WHAT YOU NEED TO DO:
Change "Identify each" to "Locate every" everywhere in the lines below, leaving everything else as it is.

STORED DATA:
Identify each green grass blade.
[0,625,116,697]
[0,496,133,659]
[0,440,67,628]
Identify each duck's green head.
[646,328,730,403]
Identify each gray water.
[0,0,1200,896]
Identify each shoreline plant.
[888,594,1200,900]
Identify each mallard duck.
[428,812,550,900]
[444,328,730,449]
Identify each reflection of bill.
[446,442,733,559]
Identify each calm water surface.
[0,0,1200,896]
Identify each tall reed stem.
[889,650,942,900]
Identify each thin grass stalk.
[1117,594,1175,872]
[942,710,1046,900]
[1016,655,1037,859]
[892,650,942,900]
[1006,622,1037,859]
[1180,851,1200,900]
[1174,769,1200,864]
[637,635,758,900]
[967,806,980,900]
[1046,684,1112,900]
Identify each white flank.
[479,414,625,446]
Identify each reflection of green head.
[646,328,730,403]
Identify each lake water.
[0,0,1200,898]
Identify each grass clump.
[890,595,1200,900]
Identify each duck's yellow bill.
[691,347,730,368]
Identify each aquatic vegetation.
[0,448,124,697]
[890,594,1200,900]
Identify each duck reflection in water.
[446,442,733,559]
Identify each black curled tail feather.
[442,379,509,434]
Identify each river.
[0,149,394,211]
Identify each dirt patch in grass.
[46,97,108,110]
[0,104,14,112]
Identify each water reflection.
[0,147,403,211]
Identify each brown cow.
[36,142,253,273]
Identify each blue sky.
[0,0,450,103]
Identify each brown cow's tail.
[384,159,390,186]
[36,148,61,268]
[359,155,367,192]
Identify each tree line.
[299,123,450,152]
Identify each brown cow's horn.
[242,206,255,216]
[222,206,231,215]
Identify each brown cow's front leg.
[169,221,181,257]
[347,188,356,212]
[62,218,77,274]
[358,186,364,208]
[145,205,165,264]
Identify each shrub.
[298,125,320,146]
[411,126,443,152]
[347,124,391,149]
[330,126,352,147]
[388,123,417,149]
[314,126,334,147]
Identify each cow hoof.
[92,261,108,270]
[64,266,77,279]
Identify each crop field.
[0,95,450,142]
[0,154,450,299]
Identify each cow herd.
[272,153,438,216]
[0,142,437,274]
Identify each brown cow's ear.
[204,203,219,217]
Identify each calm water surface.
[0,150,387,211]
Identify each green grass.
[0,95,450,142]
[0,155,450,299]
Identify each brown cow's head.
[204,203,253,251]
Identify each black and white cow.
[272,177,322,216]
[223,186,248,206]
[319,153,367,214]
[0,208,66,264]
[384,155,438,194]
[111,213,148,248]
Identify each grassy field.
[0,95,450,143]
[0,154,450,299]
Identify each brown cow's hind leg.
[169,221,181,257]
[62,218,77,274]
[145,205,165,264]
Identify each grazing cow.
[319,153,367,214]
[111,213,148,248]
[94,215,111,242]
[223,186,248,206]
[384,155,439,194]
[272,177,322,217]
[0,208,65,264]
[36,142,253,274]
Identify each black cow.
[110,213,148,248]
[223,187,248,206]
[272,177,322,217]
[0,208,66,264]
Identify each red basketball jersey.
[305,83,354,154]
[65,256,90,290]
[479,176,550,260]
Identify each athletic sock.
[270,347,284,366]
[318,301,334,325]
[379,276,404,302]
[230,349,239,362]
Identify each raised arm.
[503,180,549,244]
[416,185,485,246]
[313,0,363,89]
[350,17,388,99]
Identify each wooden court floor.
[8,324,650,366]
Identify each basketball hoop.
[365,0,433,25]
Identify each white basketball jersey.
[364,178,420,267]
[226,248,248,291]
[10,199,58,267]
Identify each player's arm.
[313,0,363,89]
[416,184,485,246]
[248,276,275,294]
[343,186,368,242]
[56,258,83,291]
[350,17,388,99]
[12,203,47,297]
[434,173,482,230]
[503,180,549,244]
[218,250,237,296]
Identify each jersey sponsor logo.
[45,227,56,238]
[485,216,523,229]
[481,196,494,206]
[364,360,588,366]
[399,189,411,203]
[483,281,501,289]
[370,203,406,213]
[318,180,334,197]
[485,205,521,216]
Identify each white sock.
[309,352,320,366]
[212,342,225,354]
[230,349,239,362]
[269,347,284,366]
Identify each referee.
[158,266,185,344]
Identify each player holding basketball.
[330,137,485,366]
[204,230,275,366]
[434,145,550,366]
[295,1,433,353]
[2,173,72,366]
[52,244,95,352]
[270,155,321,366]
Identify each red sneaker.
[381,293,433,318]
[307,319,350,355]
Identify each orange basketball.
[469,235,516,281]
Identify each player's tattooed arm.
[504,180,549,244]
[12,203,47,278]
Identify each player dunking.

RESPONSE BELOW:
Locate every green grass blade.
[0,625,116,697]
[0,496,133,659]
[0,440,67,628]
Locate every duck's green head.
[646,328,730,403]
Locate every gray water.
[0,0,1200,896]
Locate every shoreline plant.
[888,594,1200,900]
Locate every mallard duck.
[428,812,550,900]
[444,328,730,449]
Locate every reflection of bill.
[446,442,733,559]
Locate every calm water surface.
[0,0,1200,896]
Locate every tall reed stem.
[889,650,942,900]
Locate every thin grass stalk.
[1117,594,1175,872]
[942,710,1046,900]
[1016,655,1037,859]
[892,650,942,900]
[1006,622,1037,859]
[1180,851,1200,900]
[1174,769,1200,864]
[637,635,758,900]
[967,806,980,900]
[1046,684,1112,900]
Locate every white flank.
[479,414,625,446]
Locate every reflection of green head.
[646,328,730,403]
Locate every lake water.
[0,0,1200,898]
Locate every grass clump.
[890,595,1200,900]
Locate every duck's yellow bill.
[691,347,730,368]
Locate every aquatic vegetation.
[0,448,124,697]
[890,594,1200,900]
Locate every duck reflection in water.
[446,442,733,559]
Locate every black curled tail feather.
[442,379,509,434]
Locate every river.
[0,149,394,211]
Locate every dirt patch in grass.
[46,97,108,110]
[0,104,14,112]
Locate every water reflection.
[0,147,403,211]
Locate every brown cow.
[36,142,253,273]
Locate every blue sky.
[0,0,450,103]
Locate every brown cow's tail.
[384,159,390,186]
[36,148,61,268]
[359,155,367,192]
Locate every tree line.
[299,123,450,152]
Locate every brown cow's horn.
[242,206,255,216]
[222,206,231,215]
Locate every brown cow's front leg.
[169,221,181,257]
[347,188,356,212]
[62,218,77,274]
[358,186,364,208]
[145,205,165,264]
Locate every shrub.
[298,125,320,146]
[411,126,443,152]
[347,124,391,149]
[330,126,352,147]
[388,123,417,149]
[314,126,334,147]
Locate every cow hoof.
[92,261,108,270]
[64,266,77,279]
Locate every crop field.
[0,95,450,142]
[0,154,450,299]
Locate every cow herd.
[272,153,438,216]
[0,142,437,274]
Locate every brown cow's ear.
[204,203,219,217]
Locate every calm water surface.
[0,150,387,211]
Locate every green grass.
[0,95,450,142]
[0,155,450,299]
Locate every brown cow's head.
[204,203,253,251]
Locate every black and white cow.
[272,177,322,216]
[223,186,248,206]
[319,153,367,214]
[0,208,66,264]
[384,155,438,194]
[111,213,148,248]
Locate every grassy field.
[0,95,450,143]
[0,154,450,299]
Locate every brown cow's hind leg.
[169,221,181,257]
[62,218,77,274]
[145,205,165,264]
Locate every grazing cow.
[319,153,367,214]
[111,213,148,248]
[94,215,111,242]
[223,186,248,206]
[384,155,439,194]
[272,177,322,217]
[0,208,65,264]
[36,142,253,274]
Locate every black cow.
[110,213,148,248]
[223,187,248,206]
[272,177,322,217]
[0,208,66,264]
Locate every red basketball jersey.
[305,83,354,154]
[65,256,90,290]
[479,176,550,260]
Locate every athletic sock.
[270,347,284,366]
[318,301,334,325]
[379,276,404,302]
[230,349,239,362]
Locate every raised arm.
[503,180,549,244]
[416,185,485,246]
[313,0,363,89]
[350,17,388,99]
Locate every wooden court floor.
[8,324,650,366]
Locate every basketball hoop.
[365,0,433,25]
Locate every white basketball jersey.
[364,178,420,267]
[226,248,248,291]
[10,199,58,267]
Locate every player's arm.
[313,0,363,89]
[416,184,485,246]
[248,276,275,294]
[343,186,368,242]
[56,258,83,291]
[350,17,388,99]
[12,203,47,297]
[434,173,482,230]
[503,180,549,244]
[218,250,237,296]
Locate every jersey sponsor logo.
[45,227,56,238]
[485,216,523,229]
[481,196,494,206]
[364,360,588,366]
[399,189,411,203]
[483,281,501,289]
[370,203,406,213]
[318,180,334,197]
[485,205,521,216]
Locate every white sock.
[309,352,320,366]
[212,342,225,354]
[230,349,239,362]
[269,347,284,366]
Locate every referee.
[158,266,185,344]
Locate every player holding basketball.
[330,137,485,366]
[204,230,275,366]
[434,145,550,366]
[295,1,433,353]
[2,173,72,366]
[52,244,95,352]
[270,155,321,366]
Locate every red sneaker.
[381,293,433,318]
[307,319,350,355]
Locate every orange basketball.
[469,235,516,281]
Locate every player's tattooed arm.
[504,180,549,244]
[12,203,47,278]
Locate every player dunking.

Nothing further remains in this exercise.